■ Instructions for the task:
Please make an exact copy of the listing, without the pictures.
========
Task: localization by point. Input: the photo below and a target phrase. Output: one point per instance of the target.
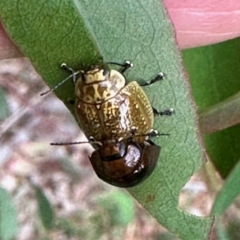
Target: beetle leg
(159, 77)
(167, 112)
(125, 65)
========
■ Finished exercise:
Task: localization by point. Input: the photo below and a target phrase. Output: one point per instance of the target.
Target: beetle leg
(159, 77)
(167, 112)
(125, 65)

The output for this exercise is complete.